PASSAGE GIVEN

Morgan, Lewis & Bockius LLP
1111 Pennsylvania Ave., N.W.
Washington, DC 20004


ASHLEY VROMAN-LEE
202.739.5914
avromanlee@morganlewis.com



April 28, 2009

VIA EDGAR CORRESPONDENCE

Ms. Kimberly Browning
U.S. Securities and Exchange Commission
100 F Street, NE
Washington, DC 20549

Re:      RYDEX SERIES FUNDS (THE "TRUST") - N-14
         ---------------------------------------
         (FILE NO. 333-158016)
         ---------------------

Dear Ms. Browning:

This letter responds to your comments conveyed to me during a telephone
conference on April 17, 2009 relating to the Rydex Series Funds (the "Trust")
N-14 filed on March 16, 2009 (the "N-14"), in connection with the business
combination of the Trust's Hedged Equity Fund ("Acquired Fund") to the Trust's
Multi-Hedge Strategies Fund ("Surviving Fund") (the "Reorganization"). The
following summarizes your comments, and our response to those comments. Unless
otherwise noted, capitalized terms have the same meaning as contained in the
N-14.

PROSPECTUS

1.       COMMENT. In the response letter, please inform us how Rydex previously
         informed current and prospective shareholders of the Funds that this
         type of "no shareholder vote" reorganization/transaction could occur?

         RESPONSE. Rydex does not expressly disclose this. The disclosure in the
         Funds' SAI under the heading "Voting Rights" discloses that, "(E)ach
         share has one vote with respect to matters upon which a shareholder
         vote is required consistent with the requirements of the 1940 Act and
         the rules promulgated thereunder." However, while neither Form N-1A nor
         the adopting release for amended rule 17a-8 require or recommend such
         express disclosure, the Registrant's declaration of trust has been made
         publicly available to shareholders through its various registration
         statements and post-effective amendments filed with the SEC.

ENTRIES SUPPLIED

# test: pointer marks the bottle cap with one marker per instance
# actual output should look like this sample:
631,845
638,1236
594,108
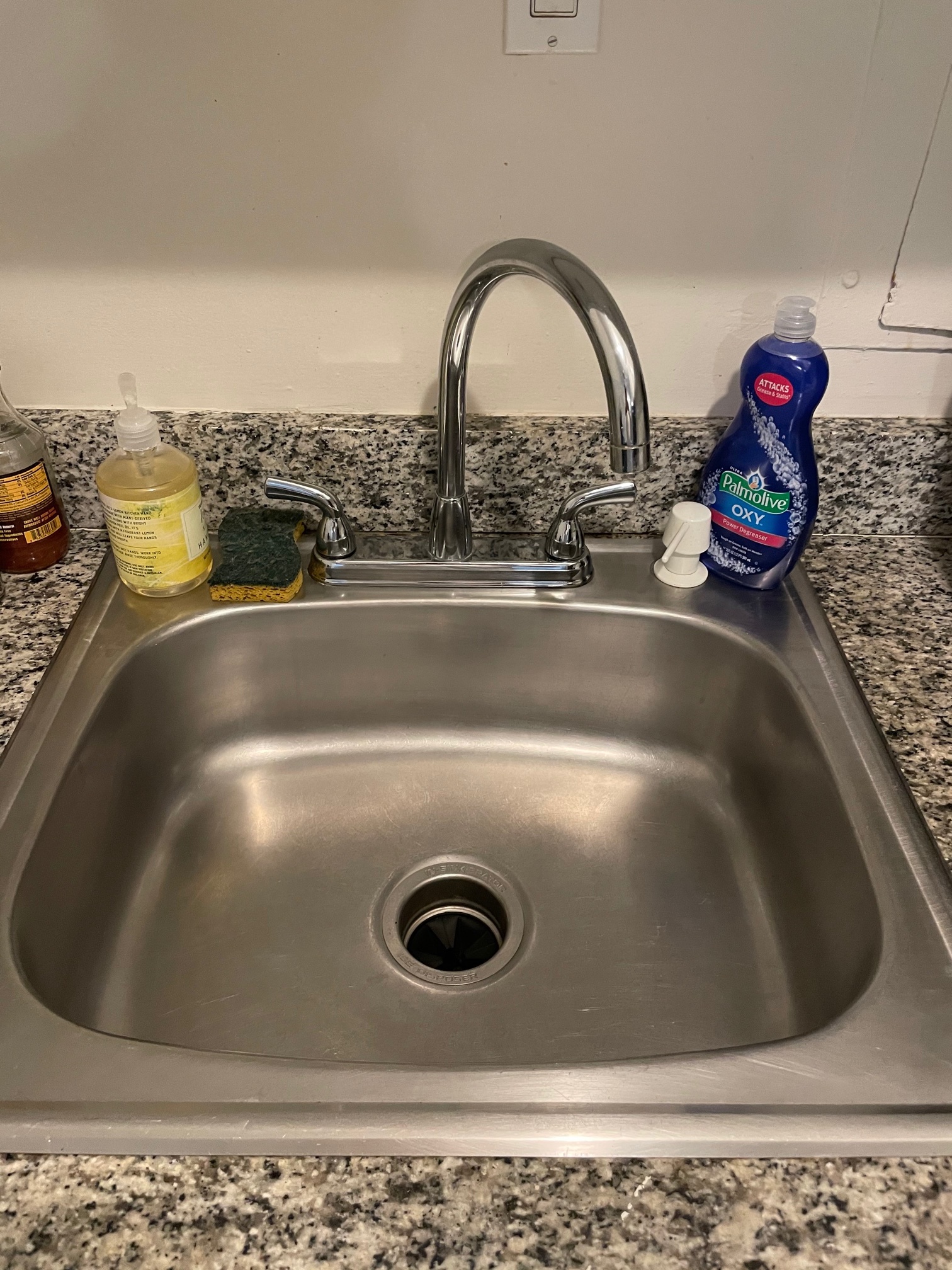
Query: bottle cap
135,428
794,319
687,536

---

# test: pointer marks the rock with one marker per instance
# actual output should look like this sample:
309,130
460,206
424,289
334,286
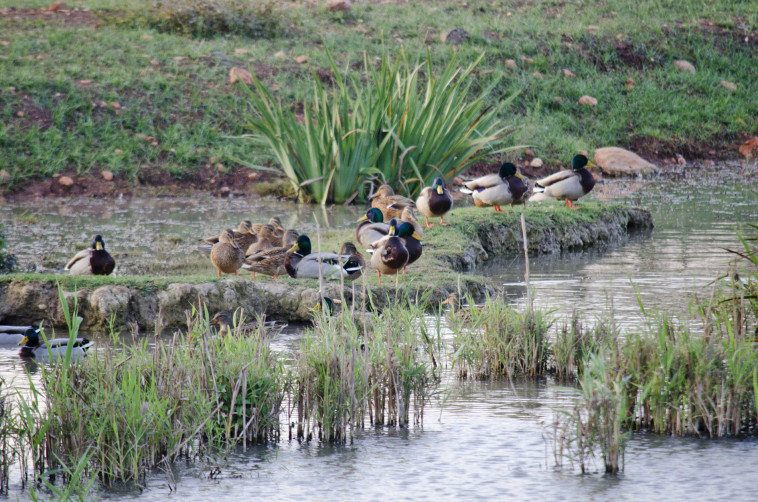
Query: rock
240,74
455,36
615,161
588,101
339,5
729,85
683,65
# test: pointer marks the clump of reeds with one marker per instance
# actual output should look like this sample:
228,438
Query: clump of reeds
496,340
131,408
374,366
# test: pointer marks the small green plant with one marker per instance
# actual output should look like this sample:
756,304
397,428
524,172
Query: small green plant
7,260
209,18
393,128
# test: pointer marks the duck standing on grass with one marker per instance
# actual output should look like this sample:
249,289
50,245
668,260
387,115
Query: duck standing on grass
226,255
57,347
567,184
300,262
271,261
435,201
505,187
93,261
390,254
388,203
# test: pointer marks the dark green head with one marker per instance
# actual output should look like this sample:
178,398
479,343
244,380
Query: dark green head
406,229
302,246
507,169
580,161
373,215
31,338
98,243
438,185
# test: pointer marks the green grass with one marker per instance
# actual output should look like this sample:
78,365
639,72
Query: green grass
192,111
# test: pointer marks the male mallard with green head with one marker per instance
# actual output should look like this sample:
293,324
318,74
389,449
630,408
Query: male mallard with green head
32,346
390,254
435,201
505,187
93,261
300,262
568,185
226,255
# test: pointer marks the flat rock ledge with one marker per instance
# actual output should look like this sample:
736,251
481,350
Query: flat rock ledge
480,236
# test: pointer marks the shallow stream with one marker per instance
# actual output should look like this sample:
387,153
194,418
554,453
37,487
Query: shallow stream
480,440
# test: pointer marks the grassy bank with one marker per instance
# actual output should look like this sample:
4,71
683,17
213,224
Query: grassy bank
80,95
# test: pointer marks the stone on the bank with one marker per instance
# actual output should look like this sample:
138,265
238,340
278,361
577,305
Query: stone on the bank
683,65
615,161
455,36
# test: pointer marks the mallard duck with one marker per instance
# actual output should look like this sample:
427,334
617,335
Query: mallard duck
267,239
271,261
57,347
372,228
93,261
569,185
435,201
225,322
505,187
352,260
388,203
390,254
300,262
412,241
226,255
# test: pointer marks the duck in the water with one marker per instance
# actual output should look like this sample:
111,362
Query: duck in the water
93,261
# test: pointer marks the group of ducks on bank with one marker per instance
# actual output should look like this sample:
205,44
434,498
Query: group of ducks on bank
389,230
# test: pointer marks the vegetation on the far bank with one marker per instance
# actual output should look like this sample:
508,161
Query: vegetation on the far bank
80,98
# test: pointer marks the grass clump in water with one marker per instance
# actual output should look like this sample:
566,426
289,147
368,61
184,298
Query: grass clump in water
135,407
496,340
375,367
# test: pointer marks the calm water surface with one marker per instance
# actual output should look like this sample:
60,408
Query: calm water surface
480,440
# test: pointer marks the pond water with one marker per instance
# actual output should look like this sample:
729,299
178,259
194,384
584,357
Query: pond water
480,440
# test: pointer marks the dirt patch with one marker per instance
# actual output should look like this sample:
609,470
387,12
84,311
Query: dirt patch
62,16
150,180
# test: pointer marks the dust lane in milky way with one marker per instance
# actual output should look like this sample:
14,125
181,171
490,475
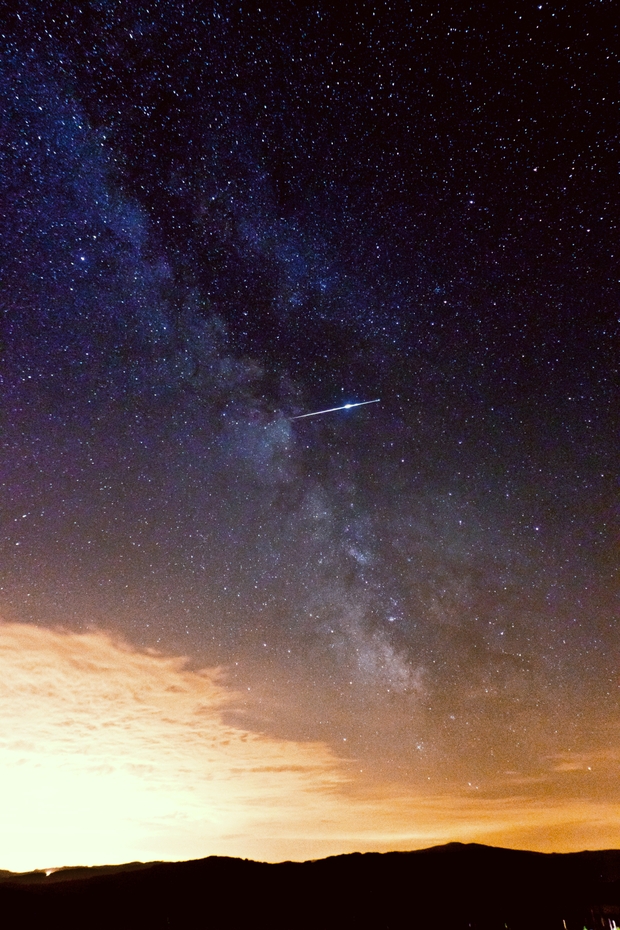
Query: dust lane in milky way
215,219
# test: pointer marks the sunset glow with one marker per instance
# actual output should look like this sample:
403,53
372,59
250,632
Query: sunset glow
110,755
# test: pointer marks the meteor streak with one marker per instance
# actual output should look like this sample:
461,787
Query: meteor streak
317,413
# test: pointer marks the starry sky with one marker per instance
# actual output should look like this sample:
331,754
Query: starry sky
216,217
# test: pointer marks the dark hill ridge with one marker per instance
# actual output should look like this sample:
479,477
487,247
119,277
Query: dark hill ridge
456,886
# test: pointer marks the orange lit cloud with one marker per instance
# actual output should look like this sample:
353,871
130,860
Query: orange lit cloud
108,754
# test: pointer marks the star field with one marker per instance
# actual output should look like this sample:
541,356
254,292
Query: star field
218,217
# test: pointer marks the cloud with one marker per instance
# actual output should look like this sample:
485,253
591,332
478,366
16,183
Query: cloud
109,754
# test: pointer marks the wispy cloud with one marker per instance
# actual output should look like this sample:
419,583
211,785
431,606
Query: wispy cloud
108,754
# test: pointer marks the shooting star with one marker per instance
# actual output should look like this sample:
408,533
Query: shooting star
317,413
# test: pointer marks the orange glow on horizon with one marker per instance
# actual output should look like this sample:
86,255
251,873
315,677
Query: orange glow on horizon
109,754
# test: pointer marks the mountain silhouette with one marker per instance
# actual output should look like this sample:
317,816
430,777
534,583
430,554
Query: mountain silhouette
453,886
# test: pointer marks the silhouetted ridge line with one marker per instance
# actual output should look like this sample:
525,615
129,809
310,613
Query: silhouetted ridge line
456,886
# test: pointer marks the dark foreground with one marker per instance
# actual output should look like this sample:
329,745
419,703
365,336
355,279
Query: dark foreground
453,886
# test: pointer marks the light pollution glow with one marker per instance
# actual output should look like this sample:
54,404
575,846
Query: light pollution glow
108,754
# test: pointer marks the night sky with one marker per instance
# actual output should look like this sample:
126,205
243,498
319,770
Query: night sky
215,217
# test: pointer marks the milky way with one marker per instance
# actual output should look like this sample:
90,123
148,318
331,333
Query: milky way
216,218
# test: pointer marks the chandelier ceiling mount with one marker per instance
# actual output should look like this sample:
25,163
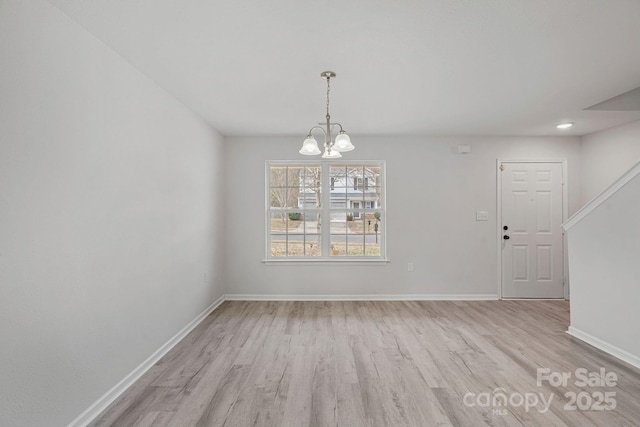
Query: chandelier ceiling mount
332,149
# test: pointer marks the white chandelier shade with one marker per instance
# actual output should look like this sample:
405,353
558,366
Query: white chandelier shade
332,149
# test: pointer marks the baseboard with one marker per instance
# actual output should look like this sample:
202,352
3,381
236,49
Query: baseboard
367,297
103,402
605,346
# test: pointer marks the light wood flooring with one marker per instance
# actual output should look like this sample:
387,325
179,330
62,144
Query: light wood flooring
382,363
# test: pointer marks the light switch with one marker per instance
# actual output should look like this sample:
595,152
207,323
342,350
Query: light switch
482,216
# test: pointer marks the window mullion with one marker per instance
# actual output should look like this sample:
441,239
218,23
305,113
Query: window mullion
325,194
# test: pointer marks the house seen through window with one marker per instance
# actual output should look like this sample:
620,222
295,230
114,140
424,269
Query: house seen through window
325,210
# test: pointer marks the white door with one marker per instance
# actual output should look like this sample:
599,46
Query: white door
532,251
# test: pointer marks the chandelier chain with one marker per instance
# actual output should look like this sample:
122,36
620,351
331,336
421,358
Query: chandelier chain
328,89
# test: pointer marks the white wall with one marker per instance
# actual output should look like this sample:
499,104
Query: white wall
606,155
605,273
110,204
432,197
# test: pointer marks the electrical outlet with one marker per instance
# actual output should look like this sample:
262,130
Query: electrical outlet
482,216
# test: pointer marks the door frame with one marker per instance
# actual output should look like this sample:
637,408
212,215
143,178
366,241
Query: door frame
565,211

REQUIRED TASKS
1 - Name every short term that the letter defines in parentheses in its opening paragraph.
2 - Condense the letter's paragraph beginning "This letter responds to your comments" into one or two sentences, keeping its main facts.
3 - Pick up the letter after its last sentence and keep writing it.

ANSWERS FOR THIS EXERCISE
1 -
- "Trust"
- "N-14"
- "Acquired Fund"
- "Surviving Fund"
- "Reorganization"

2 - The letter answers comments made in an April 17, 2009 telephone conference about the Rydex Series Funds N-14 filed on March 16, 2009, which concerns combining the Hedged Equity Fund into the Multi-Hedge Strategies Fund. It summarizes those comments and the responses, and capitalized terms carry their N-14 meanings unless noted otherwise.

3 -
2.       COMMENT. The disclosure in footnote number five, regarding Short
         Dividend Expense, currently states that "a dividend on a security sold
         short generally has the effect of reducing the market value of the
         shorted security and thus increases the Fund's unrealized gain or
         reduces the Fund's unrealized loss on its short sale transaction."
         Consider adding "for tax purposes" so shareholders are informed that a
         taxable event may occur when a dividend is issued on a security sold
         short because it may either increase the Fund's unrealized gain or
         reduce the Fund's unrealized loss on a short sale transaction. Please
         include "for tax purposes" under the short dividend expense disclosure.

         RESPONSE. We have added the following disclosure under the heading
         "The Reorganization" (new language in bold):

         However, a dividend on a security sold short generally has the effect
         of reducing the market value of the shorted security and, thus,
         increases the Fund's unrealized gain or reduces the Fund's unrealized
         loss on its short sale transaction, INCLUDING FOR TAX PURPOSES.

3.       COMMENT. Please confirm that pursuant to its investment advisory
         agreement with the Fund, as required under Section 15 of the Investment
         Company Act of 1940 ("1940 Act"), the Advisor is obligated to pay all
         expenses of the Fund, except those enumerated in footnote four to the
         fee table.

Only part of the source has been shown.